Excerpted text

With input from other parents, I've complied a list of seven other things (besides a new car) you should consider putting on your "do not buy" list, even if your children beg and plead for them.

1. New movies. I was at Costco recently and saw a woman buying her 4-year-old daughter a stack of DVDs. Among them was "Frozen," which my daughter has seen in the theater and at home after I rented it from Redbox for $1.33. Unless that woman's daughter is going to watch each movie 15 times, the purchase isn't worth it. And isn't there something better a child could be doing than watching the same movie 15 times?

2. New books. I cave on this occasionally, but I try to avoid buying new books by taking my daughter to the library every week. That Costco mom was also buying her daughter at least five new books. That's money well-spent if the books will be read again and again, but library books are always a lot cheaper.

3. A TV for their bedroom. There are enough electronic gadgets in most homes to keep a child, and their parents, entertained. I'm not against buying a kid a portable video game or tablet, as long as time limits are set on its use. But a bedroom TV, especially if it has cable access, is just another excuse for your child to sit alone in his room -- where you won't be able to monitor what he's watching.

Parents should help children distinguish between rights and privileges, suggests a blog by Empowering Parents. Yes, keep your children safe and happy, but don't go so far that they feel entitled, or come to view privileges as basic rights.

4. Smartphone. Having one can seem like a necessity, but for a kid who is usually either at school or with a parent, where's the need? Like some things on this list, a phone may not be an unreasonable purchase -- if your kid can earn money at home to help pay for it. And some preteens may need a phone if both parents work and the child has shown they're responsible enough with their own things, Irwin says.

How can you tell that getting your child something like a smartphone is spoiling them? "When they expect it and they whine when they don't get it, and if you give in and give it to them," Irwin says.

Exercise set
(a) Answer these questions from the excerpt on what not to buy children:
(i) What did the author pay to rent "Frozen" from Redbox?
(ii) What does the author do every week to avoid buying new books?
(iii) Which source's blog suggests that parents help children distinguish between rights and privileges?
(b) For each statement, say whether it agrees with the excerpt on what not to buy children, and quote the words that decide it.
(i) The author opposes buying a kid a tablet under any conditions.
(ii) The woman at Costco was buying her daughter at least five new books.
(iii) According to Irwin, some preteens may need a phone if both parents work.
(c) Pick up the excerpt on what not to buy children after its final sentence, and continue it in the same voice.

Recorded information
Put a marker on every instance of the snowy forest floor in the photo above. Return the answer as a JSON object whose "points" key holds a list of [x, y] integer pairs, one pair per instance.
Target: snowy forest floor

Task-by-task outputs
(a)
(i) $1.33
(ii) Takes the daughter to the library.
(iii) Empowering Parents

(b)
(i) No: "I'm not against buying a kid a portable video game or tablet, as long as time limits are set on its use."
(ii) Yes: "That Costco mom was also buying her daughter at least five new books."
(iii) Yes: "some preteens may need a phone if both parents work and the child has shown they're responsible enough with their own things, Irwin says."

(c)
Smartphones, iPods and other electronics don't teach creative thinking and are too expensive, says Jessica Ballard, a mom who lives near Charlotte, N.C., and blogs about crafting. "We find we would rather spend our money on experiences than things that take away time together and are cost-prohibitive and break," Ballard says.

5. Every little thing they want. A candy bar at the grocery store checkout line, a drink at the mall and a small toy at the drugstore can add up to a lot of giving in. While treats should be a fun part of life, they can also be used to teach children how to weigh options and make decisions, says Margene Salzano, a mother of three and a mommy blogger.

"In my house, we have a rule," Salzano says. "Each kid gets four splurges a month. Now, we purposefully don't define what a 'splurge' is. We don't say, 'It has to be under $20.' We found that as long as each kid gets the same number of splurges a month, they feel its equitable."

"If their request is too expensive, we will just tell them they will have to pick something else," she says. "Often times, their splurges will include something small, like a milkshake or an action figure. My husband and I will then sometimes surprise them with extra splurges like popcorn and a treat at the movies. But, it's never expected, so it's always greeted with appreciation."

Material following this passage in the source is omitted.